#### TEXT BLOCK:
============================================================

Also at issue is the impact of the bitter nomination fight on the upcoming midterms. Republicans are growing increasingly confident that the partisan wrangling could fire up their base and erode Democrats’ enthusiasm edge on Nov. 6.

The Senate’s Moment of Truth on Kavanaugh

Global Headlines

Chinese spy chips | Tech providers vying for a $10 billion Pentagon cloud-computing contract may come under added pressure to prove their systems are secure after a Bloomberg investigation found that China sneaked spy chips onto servers used by U.S. companies including Amazon.com, a top contender for the Pentagon award. Beijing denied the report, as did Amazon and other companies. U.S. National Security Adviser John Bolton said the alleged hacking showed Washington must pursue cyber operations of its own. 

Italy pivots to China | Italy’s populist government is distancing itself from European Union allies on a new front – this time, by volunteering for a role in China's vast global infrastructure program, John Follain and Rosalind Mathieson report. After clashing with Brussels on migration and fiscal policy, Rome wants to sign up for the Belt and Road spending drive in sectors including railways, airlines, space and even culture. And it has scrapped the previous government's push to limit Chinese investment in strategic sectors.

The China clause | Prime Minister Justin Trudeau dreams of closer Canadian ties with China, but the deal he just made with Trump makes that harder to happen. The new trade accord between the U.S., Canada and Mexico includes a provision requiring one member to notify the others if it starts trade talks with a non-market economy. And if those talks lead to an agreement, the signatory could potentially be frozen out of the North American pact.

Baltic populism | A tiny EU nation is getting a taste of the populism that's upended politics from London to Rome as a brash new anti-establishment party is threatening to rip up the usual electoral script. A pledge by Latvia's KPV LV party to impose “radical change” has resonated with voters. The ballot comes just two weeks before local elections in Poland, where the euroskeptic ruling Law & Justice party is trying to seize the capital, Warsaw, from a pro-European opposition that's facing potential oblivion.

Proxy war | Pervez Musharraf warned that a proxy war between nuclear-armed rivals India and Pakistan would erupt in Afghanistan if U.S. forces withdraw. The former Pakistan military ruler said Islamabad wants a peaceful solution to the 17-year conflict next door, but he told Chris Kay in Dubai, where he lives in self-exile, that India is using Afghanistan as a base to foment separatist insurgencies and attacks in Pakistan.

============================================================

#### THE DATA:
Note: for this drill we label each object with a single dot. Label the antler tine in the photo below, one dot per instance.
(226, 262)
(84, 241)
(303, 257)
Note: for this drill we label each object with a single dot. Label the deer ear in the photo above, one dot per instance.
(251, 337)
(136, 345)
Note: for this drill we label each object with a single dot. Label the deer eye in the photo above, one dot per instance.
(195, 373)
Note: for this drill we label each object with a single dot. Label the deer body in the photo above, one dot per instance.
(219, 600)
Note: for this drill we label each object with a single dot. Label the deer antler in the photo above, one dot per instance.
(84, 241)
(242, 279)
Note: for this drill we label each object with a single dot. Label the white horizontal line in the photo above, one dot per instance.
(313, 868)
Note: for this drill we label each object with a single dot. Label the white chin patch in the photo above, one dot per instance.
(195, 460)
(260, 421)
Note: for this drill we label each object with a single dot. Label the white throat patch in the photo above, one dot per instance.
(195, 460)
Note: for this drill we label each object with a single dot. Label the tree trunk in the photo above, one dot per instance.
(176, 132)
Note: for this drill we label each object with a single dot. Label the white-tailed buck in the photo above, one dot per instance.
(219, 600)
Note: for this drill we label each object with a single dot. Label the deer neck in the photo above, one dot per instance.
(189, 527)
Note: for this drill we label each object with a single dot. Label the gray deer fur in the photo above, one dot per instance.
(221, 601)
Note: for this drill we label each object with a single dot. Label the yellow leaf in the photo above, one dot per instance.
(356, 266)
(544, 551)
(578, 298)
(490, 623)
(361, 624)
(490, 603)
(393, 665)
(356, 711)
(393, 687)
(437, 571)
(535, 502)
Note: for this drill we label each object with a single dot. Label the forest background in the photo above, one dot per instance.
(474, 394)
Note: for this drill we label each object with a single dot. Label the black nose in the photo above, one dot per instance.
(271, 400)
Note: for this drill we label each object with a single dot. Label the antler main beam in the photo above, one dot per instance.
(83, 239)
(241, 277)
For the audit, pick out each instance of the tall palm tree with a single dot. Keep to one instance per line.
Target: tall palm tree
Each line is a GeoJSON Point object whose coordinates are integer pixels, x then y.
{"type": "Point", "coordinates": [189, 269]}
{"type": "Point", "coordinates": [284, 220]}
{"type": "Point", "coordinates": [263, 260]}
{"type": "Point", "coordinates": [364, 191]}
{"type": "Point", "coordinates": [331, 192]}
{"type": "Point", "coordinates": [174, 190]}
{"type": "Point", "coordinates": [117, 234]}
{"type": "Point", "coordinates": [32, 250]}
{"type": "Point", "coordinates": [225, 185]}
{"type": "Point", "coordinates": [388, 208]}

============================================================

#### REQUIRED WORK:
**1)** Reproduce the part of the news briefing starting with "The Senate’s Moment" and going on through "of its own.".
**2)** Carry on the news briefing, picking up right after its final sentence.

#### RESULTS OF THE EXERCISE:
**1)**
The Senate’s Moment of Truth on Kavanaugh

Global Headlines

Chinese spy chips | Tech providers vying for a $10 billion Pentagon cloud-computing contract may come under added pressure to prove their systems are secure after a Bloomberg investigation found that China sneaked spy chips onto servers used by U.S. companies including Amazon.com, a top contender for the Pentagon award. Beijing denied the report, as did Amazon and other companies. U.S. National Security Adviser John Bolton said the alleged hacking showed Washington must pursue cyber operations of its own.

**2)**
Earlier today, the 2018 Nobel Peace Prize laureate was awarded to Congolese doctor Denis Mukwege and Nadia Murad, former captive of Islamic State turned global advocate, for their work against sexual violence.

The Senate’s Moment of Truth on Kavanaugh

What to Watch

  • Brazilians vote for a new president on Sunday, with Fernando Haddad, a leftist academic, and Jair Bolsonaro, a far-right Army captain, leading the polls. If no one wins a majority, a runoff will be held on Oct. 28. See our special page for all the latest stories.

  • Also on Sunday, U.S. Secretary of State Michael Pompeo meets North Korean leader Kim Jong Un in Pyongyang to prepare for a possible second Trump-Kim summit.

  • The bid by Cameroon’s 85-year-old president, Paul Biya, to extend his almost four-decade rule in Sunday’s election is being overshadowed by a separatist insurgency in the majority French-speaking nation’s two Anglophone regions.​​​​​
  •  Philippine President Rodrigo Duterte is awaiting the results of medical tests and said he's uncertain of his physically fitness, signalling he’d step down if he has a serious illness.

And finally ... Melania Trump visited the impoverished nation of Malawi yesterday, the first U.S. first lady to do so, on the fourth day of her tour of Africa. As Jennifer Jacobs reports, she spent time in a school in the capital, Lilongwe, with red-dirt floors, and handed out textbooks and soccer balls. Signs in its library said “Be Best,” the first lady’s campaign, and “ndine opambana” a translation into Chichewa. Two white people near the U.S. Embassy held a sign that read “welcome to Malawi notashithole!” – a reference to her husband’s infamous disparagement of African countries.